> What to work on: Return each line below that contains the word "blurred", copied in full.

'''

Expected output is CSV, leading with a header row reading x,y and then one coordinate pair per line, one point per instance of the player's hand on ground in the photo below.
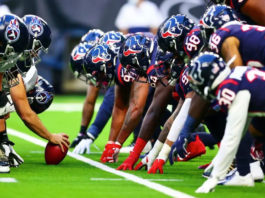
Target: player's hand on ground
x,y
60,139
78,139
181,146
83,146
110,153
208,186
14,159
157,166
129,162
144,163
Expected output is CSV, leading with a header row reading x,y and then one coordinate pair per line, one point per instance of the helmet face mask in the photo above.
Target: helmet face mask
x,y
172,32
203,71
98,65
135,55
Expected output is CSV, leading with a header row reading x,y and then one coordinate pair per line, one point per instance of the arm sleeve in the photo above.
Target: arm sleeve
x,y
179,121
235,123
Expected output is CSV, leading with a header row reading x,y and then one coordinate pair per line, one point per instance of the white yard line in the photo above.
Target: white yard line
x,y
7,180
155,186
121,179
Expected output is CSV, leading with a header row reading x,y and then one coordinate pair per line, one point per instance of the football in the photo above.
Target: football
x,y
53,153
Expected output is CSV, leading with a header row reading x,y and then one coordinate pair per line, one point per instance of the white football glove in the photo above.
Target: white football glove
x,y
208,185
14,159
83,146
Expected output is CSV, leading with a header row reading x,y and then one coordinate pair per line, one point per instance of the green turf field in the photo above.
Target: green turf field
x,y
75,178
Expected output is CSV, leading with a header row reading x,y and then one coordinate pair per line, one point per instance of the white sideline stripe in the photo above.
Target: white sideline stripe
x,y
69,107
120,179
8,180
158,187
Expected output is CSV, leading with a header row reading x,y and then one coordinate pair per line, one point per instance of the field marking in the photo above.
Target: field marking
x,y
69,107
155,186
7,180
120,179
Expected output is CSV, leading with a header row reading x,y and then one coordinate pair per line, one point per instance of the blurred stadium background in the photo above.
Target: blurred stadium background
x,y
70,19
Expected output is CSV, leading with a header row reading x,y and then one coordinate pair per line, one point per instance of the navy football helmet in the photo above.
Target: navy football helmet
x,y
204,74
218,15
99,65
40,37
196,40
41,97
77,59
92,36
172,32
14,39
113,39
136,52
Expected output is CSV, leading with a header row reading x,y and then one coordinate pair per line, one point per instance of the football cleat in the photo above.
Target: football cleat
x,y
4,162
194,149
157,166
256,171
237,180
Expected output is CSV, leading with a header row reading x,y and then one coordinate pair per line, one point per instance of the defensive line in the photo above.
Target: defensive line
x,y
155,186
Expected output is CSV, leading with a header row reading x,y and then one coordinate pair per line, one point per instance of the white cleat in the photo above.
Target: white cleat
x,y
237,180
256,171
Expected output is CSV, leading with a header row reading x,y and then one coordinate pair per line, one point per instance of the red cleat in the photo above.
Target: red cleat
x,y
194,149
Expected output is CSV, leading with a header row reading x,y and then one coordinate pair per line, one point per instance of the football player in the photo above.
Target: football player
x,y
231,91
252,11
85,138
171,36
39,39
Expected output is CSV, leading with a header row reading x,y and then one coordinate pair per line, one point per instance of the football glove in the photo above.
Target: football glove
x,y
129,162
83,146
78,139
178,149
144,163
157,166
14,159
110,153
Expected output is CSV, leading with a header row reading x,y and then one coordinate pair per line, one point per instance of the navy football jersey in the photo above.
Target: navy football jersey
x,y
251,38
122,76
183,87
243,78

'''
'''

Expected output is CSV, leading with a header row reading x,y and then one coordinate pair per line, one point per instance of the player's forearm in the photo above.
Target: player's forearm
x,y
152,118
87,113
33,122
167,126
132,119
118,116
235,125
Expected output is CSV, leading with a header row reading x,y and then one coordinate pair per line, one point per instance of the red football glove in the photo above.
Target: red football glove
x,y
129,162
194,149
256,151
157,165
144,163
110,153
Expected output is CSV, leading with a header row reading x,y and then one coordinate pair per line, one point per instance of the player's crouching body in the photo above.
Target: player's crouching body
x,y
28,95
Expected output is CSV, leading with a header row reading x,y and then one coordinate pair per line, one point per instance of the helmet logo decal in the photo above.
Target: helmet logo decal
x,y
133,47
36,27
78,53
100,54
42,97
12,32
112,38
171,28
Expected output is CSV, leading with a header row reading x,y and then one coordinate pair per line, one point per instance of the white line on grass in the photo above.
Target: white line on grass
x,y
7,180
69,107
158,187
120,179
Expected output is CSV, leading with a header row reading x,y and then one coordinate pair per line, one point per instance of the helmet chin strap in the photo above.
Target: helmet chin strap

'''

> Complete output:
Expected output is CSV, leading with a header row reading x,y and then one coordinate pair per line, one point per instance of the blurred stadium background in the photo above.
Target: blurred stadium background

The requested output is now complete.